Da Redação
Encontro previsto para 26 de outubro, à margem das cúpulas da ASEAN e do Leste Asiático em Kuala Lumpur, pode inaugurar uma trégua na escalada de tensões comerciais e diplomáticas entre Brasil e Estados Unidos e abrir caminho para um roteiro de renegociação das sobretaxas impostas por Washington desde julho.
O governo brasileiro e a Casa Branca convergiram, nesta quarta-feira 22, para um mesmo recado: Lula e Donald Trump devem aproveitar a passagem por Kuala Lumpur, na Malásia, para uma reunião presencial no domingo 26. A possibilidade vinha sendo costurada desde o início de outubro, quando os dois presidentes tiveram uma conversa por vídeo considerada positiva por assessores dos dois lados. De lá para cá, diplomatas trabalharam em silêncio para construir uma janela nas agendas das lideranças que estarão na capital malaia para as cúpulas da ASEAN e do Leste Asiático, encontros que reúnem governos do Sudeste Asiático e parceiros globais.
O pano de fundo imediato é a crise das tarifas anunciadas por Washington no meio do ano, com alíquotas punitivas sobre uma cesta ampla de produtos brasileiros. Em Brasília, a medida foi interpretada como uma escalada injustificada que atingiu setores industriais e do agronegócio, com impacto em cadeias integradas e sinais de desvio de comércio. Em reação, o Planalto passou a estruturar uma estratégia em duas frentes. A primeira, política, buscou estabilizar o diálogo de alto nível e conter efeitos colaterais na cooperação bilateral. A segunda, técnica, mapeou produtos, rotas logísticas e frestas regulatórias para construir uma proposta de revisão faseada das alíquotas, condicionada a metas de reequilíbrio de fluxo e compromissos de investimento no território brasileiro.

Dados registrados
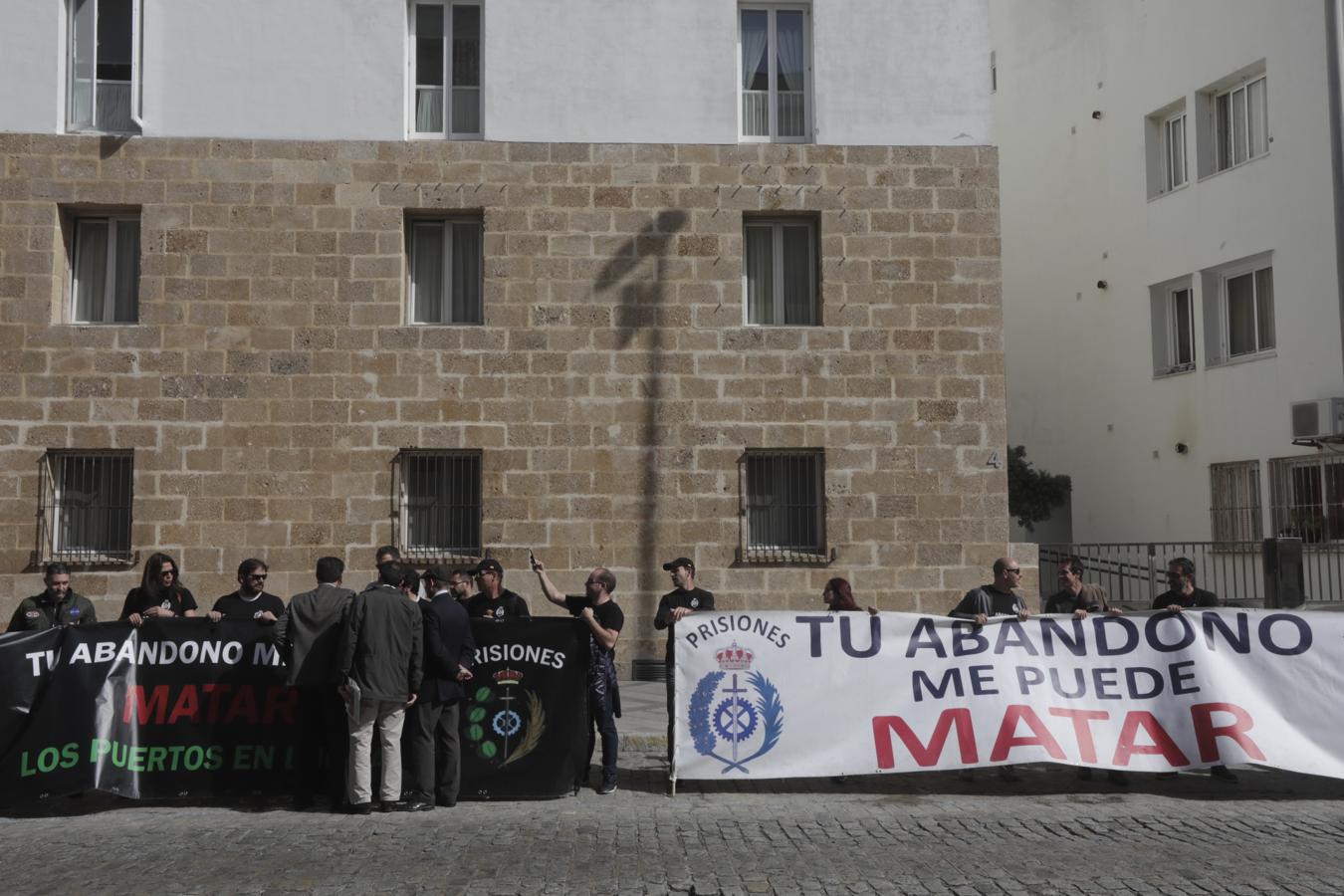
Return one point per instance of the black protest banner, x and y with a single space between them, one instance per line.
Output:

Exercício
Segundo o artigo, em que dia Lula e Donald Trump devem se reunir pessoalmente em Kuala Lumpur? Os dados constituem um material à parte, independente do artigo.

Resposta
No domingo, 26 de outubro.